* TASK: Repeat word for word the stretch of rows from the line containing "[spot] the palm tree, one" through the line containing "[spot] the officer's", with both of those lines included.

* INPUT:
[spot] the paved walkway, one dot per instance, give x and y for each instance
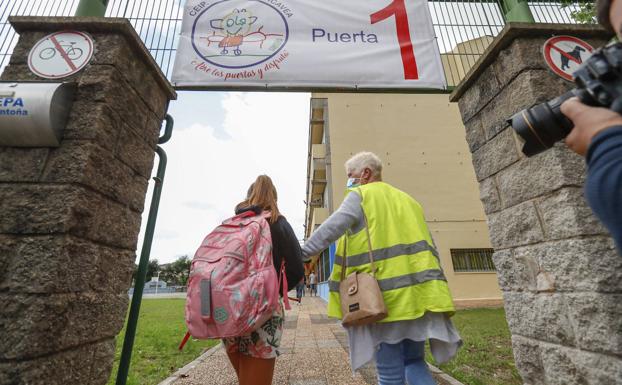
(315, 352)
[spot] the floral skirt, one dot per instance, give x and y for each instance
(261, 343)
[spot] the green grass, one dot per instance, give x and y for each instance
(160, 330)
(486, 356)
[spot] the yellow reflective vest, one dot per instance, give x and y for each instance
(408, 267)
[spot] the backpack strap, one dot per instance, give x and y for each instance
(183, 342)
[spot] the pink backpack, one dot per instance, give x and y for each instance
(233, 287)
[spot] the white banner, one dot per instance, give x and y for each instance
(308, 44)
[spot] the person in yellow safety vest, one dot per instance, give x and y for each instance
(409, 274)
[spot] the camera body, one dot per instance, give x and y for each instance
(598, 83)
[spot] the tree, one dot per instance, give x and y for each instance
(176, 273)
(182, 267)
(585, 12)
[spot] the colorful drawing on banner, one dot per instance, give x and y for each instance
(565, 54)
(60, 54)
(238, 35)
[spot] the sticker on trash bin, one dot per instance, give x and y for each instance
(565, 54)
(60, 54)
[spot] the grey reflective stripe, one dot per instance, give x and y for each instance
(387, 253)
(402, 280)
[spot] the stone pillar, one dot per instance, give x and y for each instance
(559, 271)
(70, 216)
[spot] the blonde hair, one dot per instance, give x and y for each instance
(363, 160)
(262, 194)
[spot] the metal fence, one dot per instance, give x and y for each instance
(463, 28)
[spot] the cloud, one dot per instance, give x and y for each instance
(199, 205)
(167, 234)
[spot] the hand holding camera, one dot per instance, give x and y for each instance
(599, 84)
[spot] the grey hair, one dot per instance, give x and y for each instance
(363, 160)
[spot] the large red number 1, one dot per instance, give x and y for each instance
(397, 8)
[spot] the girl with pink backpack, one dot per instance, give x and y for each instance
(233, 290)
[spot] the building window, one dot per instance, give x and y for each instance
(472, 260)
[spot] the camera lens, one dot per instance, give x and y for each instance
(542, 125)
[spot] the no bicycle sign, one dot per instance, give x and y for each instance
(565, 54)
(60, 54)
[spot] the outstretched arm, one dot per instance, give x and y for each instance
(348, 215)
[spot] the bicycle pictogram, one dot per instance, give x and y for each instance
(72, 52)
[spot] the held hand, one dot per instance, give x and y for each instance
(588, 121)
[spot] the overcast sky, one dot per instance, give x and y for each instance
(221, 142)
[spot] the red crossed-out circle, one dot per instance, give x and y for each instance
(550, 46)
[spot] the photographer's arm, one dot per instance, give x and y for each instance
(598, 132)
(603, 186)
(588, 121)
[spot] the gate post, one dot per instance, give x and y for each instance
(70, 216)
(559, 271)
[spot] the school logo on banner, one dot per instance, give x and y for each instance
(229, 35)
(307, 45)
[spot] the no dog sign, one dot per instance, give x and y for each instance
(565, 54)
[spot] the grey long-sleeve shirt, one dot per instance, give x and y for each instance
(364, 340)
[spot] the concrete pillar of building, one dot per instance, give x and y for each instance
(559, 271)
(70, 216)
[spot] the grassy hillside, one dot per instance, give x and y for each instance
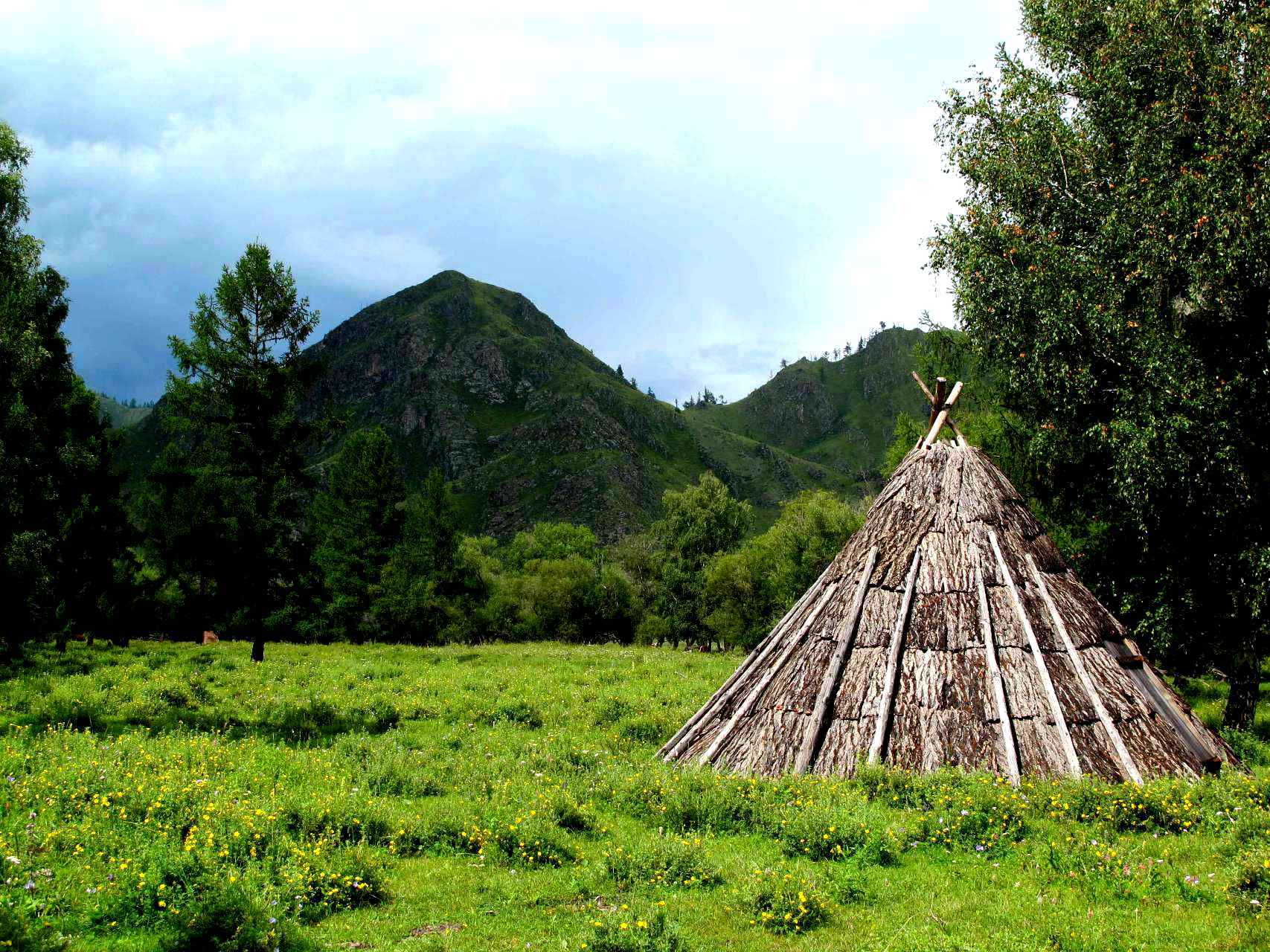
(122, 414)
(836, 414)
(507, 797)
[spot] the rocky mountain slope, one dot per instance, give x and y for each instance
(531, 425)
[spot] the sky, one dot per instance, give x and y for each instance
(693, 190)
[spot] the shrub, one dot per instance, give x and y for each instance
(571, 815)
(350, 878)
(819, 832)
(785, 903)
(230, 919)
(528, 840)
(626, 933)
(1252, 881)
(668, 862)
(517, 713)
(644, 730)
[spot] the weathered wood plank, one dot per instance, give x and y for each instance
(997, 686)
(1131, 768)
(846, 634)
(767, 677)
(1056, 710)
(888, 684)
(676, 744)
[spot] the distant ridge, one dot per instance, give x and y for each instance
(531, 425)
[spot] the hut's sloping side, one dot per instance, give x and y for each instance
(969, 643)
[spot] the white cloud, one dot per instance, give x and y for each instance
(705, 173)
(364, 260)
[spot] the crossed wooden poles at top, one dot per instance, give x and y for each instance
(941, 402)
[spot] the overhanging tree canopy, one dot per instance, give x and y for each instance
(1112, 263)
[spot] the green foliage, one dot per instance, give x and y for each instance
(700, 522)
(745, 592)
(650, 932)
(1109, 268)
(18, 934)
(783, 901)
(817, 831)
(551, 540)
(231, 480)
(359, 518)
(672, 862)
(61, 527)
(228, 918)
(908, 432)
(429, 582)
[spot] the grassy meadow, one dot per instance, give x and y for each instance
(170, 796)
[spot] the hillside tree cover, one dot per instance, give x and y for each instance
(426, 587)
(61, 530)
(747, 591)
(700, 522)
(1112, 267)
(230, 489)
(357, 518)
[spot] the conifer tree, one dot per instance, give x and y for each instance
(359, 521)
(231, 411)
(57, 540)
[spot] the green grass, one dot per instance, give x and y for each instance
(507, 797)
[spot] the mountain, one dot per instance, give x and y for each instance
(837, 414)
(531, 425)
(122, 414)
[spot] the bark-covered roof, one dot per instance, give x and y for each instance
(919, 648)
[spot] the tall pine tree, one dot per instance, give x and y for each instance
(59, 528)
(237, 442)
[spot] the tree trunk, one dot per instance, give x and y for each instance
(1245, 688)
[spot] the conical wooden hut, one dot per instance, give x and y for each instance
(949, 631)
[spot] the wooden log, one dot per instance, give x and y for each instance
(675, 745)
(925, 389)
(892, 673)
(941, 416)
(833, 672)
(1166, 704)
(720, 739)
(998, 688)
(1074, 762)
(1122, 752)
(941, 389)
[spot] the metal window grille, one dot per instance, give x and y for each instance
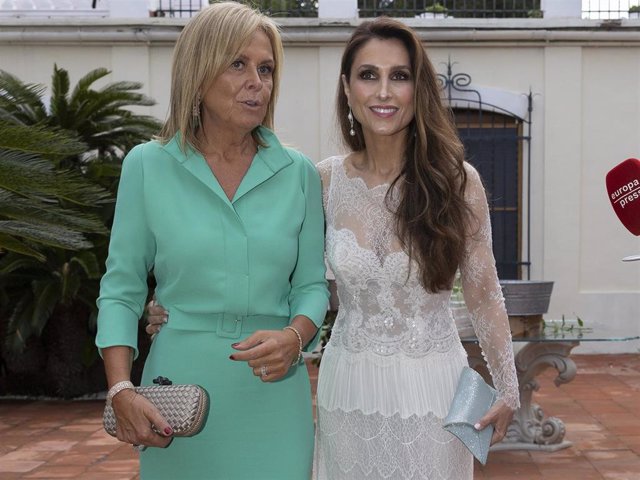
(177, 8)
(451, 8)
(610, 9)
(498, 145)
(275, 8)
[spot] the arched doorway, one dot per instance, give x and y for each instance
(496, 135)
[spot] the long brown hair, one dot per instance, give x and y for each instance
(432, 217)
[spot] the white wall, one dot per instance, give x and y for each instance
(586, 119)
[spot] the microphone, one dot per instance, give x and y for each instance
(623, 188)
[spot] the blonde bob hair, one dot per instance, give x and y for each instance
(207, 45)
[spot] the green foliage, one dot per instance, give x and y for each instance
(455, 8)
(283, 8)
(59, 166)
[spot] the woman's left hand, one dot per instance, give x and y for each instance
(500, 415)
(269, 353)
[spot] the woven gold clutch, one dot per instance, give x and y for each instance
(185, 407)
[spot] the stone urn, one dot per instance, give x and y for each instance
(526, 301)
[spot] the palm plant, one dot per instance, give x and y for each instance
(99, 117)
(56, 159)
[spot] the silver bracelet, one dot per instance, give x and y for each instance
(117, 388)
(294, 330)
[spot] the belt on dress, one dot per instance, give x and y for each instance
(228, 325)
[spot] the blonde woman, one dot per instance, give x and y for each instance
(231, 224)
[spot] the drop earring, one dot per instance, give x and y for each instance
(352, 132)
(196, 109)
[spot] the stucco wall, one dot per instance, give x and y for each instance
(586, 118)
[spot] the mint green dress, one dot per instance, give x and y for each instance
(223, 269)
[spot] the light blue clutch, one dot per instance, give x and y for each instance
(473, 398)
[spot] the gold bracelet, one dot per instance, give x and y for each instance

* * *

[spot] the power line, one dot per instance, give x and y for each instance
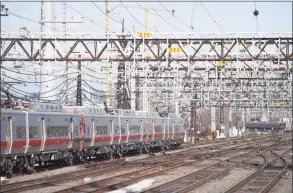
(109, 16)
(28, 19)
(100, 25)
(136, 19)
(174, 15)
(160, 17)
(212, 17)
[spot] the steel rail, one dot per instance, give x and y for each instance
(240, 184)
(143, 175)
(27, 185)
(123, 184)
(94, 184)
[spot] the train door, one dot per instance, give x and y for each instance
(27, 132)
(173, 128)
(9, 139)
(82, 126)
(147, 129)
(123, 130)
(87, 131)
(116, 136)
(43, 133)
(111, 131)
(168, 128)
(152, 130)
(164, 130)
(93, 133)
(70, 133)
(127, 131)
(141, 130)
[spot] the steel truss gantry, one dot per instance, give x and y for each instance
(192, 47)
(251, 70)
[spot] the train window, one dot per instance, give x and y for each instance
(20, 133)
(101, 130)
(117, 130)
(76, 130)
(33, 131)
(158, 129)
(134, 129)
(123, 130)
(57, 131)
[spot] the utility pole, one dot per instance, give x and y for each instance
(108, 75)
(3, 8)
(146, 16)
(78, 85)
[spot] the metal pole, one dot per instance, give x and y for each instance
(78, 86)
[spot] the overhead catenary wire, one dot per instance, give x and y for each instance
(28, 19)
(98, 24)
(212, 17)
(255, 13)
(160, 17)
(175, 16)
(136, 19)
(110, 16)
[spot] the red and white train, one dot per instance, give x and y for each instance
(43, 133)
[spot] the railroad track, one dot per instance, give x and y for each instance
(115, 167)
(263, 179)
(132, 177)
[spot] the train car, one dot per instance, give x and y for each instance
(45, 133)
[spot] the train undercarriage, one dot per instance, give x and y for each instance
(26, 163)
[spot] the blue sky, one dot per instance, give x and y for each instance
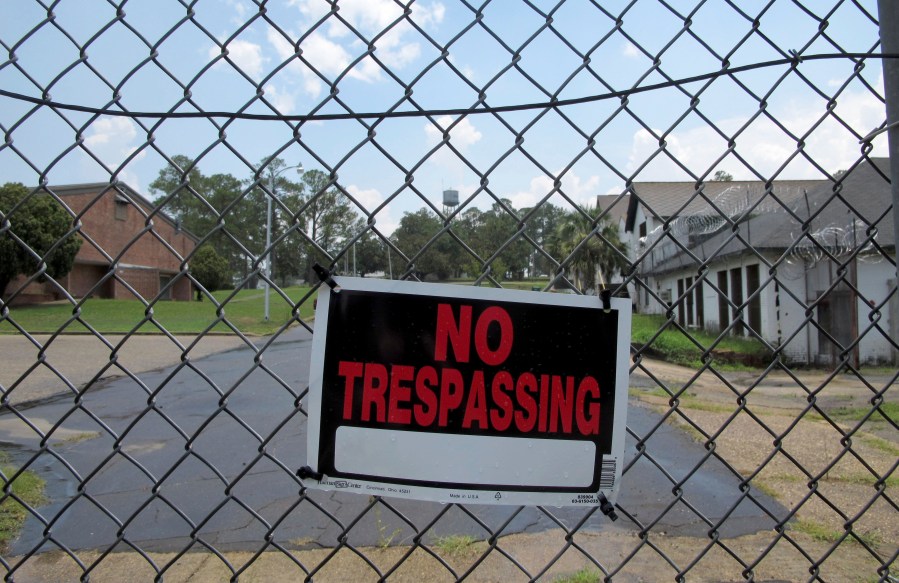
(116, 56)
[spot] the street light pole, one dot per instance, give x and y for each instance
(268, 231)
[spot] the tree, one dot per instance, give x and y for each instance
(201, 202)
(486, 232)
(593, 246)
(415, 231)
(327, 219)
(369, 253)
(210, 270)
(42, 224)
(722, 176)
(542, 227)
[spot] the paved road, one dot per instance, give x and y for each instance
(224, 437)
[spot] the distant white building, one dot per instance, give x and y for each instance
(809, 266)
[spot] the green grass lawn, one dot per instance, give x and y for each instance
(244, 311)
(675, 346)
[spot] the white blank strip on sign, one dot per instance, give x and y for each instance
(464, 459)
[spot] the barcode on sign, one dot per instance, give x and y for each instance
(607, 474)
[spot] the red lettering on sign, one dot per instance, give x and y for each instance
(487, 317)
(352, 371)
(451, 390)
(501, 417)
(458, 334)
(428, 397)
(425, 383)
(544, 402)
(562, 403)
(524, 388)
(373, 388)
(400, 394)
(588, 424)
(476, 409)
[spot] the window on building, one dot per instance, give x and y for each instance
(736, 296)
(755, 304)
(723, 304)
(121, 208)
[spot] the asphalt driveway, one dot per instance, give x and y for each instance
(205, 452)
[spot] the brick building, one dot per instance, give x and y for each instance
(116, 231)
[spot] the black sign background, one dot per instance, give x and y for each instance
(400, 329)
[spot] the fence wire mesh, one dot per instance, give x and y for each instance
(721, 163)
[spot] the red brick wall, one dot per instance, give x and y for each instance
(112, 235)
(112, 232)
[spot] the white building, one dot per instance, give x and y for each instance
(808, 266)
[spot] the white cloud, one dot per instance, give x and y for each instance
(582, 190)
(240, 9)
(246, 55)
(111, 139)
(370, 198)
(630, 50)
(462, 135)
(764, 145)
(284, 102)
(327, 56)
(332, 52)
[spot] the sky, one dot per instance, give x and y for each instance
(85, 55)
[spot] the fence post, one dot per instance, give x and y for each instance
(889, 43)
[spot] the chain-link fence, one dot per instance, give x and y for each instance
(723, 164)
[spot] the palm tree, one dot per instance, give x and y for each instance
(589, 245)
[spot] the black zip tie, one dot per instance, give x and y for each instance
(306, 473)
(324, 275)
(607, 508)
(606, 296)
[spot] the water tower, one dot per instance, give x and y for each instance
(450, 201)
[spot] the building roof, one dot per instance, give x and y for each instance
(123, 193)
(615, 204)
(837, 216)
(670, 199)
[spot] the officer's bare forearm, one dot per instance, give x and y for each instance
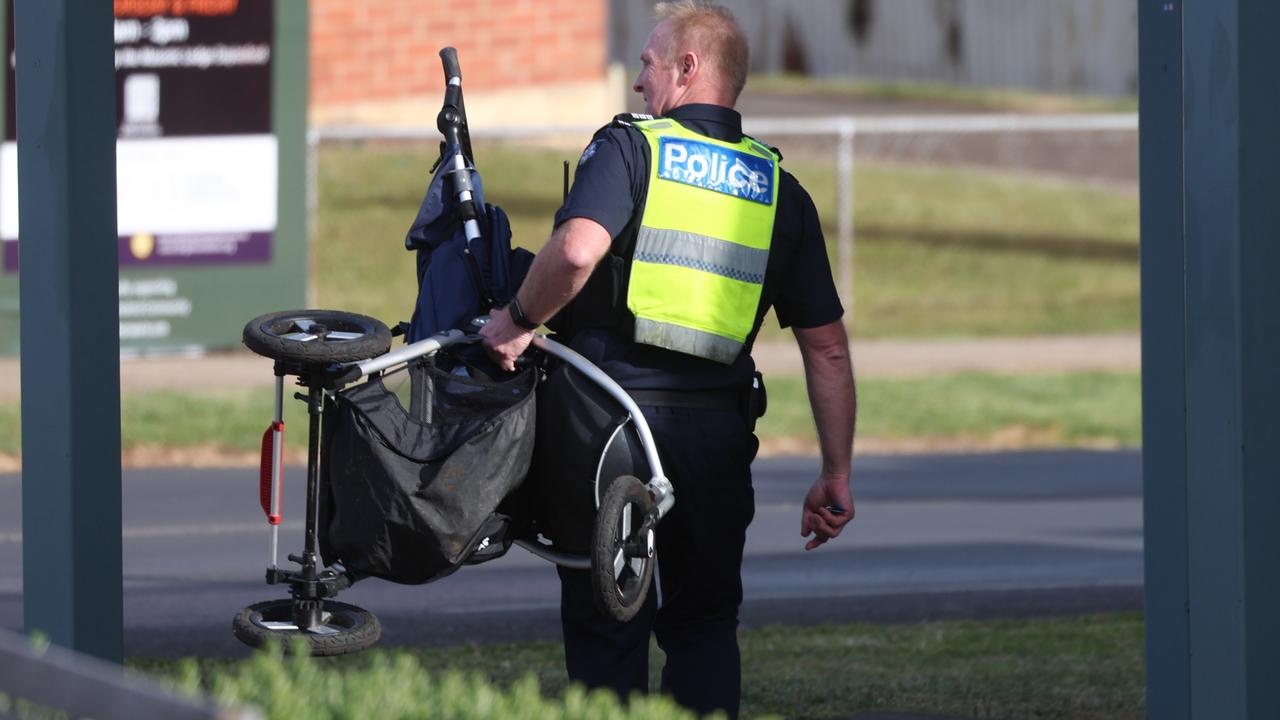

* OUTPUT FOR THIS EXERCISE:
[spot] the palm tree, one dot per instance, give x and y for each instance
(589, 245)
[spot] the black zip tie, one dot per instance, give x and y for each instance
(306, 473)
(324, 275)
(607, 508)
(606, 296)
[spot] the water tower, one dot per instance, give x and y for each instance
(450, 201)
[spot] the building roof, one dot per instance, give x and y for each instance
(123, 193)
(615, 204)
(837, 216)
(670, 199)
[spot] the officer's bare forearm, one dot per instance, give x and y for each instance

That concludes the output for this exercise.